PASSAGE SHOWN =>
-- Begin --

TVCN is extending the Options for three years, and the 
underlying common shares are restricted from public sale 
for two years from the date of issuance of common stock 
under the options or the effective date of registration of 
such shares with the SEC, according to which event occurs 
first.  TVCN may, but is not obligated to, register these 
shares through the SEC for public trading. 

ITEM 2.  Management's Discussion and Analysis of Financial 
Conditions and Results of Operations

Wireless Cable Operations

     Salina, Kansas.  The Company has acquired the WCTV 
station in Salina, Kansas from an affiliated company, and 
eased it to  a non-affiliated company, which leased 11 
more channels from other licensees.  Subsequently, the 
lessee filed for Chapter 11 bankruptcy protection.  In an 
open court, TVCN repossessed the four-channel station and 
acquired the leases for the remaining 11 channels for 
$200,000 and the waiver of the lessee's obligations to 
TVCN in the approximate amount of $115,000.  TVCN is 
currently operating the Salina system, and will attempt to 
either develop or sell the system, which broadcasts on 15 
TV channels to a base of 418 subscribers.

-- End --

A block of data

-- Begin --

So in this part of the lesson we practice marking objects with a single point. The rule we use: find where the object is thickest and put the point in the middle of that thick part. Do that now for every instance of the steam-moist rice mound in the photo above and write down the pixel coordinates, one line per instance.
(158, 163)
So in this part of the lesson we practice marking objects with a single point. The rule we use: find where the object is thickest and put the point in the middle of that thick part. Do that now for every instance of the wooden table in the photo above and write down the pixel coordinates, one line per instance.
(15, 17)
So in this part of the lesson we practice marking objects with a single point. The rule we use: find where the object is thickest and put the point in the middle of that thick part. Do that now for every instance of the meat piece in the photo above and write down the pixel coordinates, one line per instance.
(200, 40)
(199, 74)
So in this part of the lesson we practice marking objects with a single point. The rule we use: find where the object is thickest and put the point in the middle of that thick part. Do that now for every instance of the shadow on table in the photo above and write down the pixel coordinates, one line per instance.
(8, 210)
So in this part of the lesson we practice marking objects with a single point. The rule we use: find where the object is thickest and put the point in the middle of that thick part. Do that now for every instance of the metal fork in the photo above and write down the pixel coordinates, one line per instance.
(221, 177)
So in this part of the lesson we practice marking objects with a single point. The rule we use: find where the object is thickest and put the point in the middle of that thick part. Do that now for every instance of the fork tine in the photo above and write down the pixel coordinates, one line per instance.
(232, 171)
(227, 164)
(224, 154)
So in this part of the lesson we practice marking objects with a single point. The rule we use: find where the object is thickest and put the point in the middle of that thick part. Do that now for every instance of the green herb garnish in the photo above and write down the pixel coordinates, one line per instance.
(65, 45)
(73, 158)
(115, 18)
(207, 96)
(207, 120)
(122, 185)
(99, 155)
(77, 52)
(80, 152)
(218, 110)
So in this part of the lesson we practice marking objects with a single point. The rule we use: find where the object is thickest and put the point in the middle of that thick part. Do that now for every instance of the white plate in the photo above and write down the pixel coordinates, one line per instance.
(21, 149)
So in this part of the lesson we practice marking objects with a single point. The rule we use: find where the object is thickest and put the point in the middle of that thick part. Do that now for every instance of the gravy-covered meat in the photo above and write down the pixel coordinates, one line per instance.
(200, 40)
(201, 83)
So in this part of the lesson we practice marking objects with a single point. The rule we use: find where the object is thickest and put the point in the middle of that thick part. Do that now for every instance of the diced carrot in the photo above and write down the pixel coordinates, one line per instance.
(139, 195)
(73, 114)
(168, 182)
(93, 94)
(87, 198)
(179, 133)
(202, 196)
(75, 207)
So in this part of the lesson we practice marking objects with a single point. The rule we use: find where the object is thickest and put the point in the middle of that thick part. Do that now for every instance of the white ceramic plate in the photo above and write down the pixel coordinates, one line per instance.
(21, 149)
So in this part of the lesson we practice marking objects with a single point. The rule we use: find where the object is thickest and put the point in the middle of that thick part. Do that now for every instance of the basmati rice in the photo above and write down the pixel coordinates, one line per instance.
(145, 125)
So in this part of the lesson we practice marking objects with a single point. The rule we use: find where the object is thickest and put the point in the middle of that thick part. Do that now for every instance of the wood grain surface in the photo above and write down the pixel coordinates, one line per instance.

-- End --

WRITTEN EXERCISE =>
Retype the TVCN filing excerpt above, between "TVCN is extending" and "for public trading.", inclusive.

SOLUTION TO THIS PROBLEM =>
TVCN is extending the Options for three years, and the 
underlying common shares are restricted from public sale 
for two years from the date of issuance of common stock 
under the options or the effective date of registration of 
such shares with the SEC, according to which event occurs 
first.  TVCN may, but is not obligated to, register these 
shares through the SEC for public trading.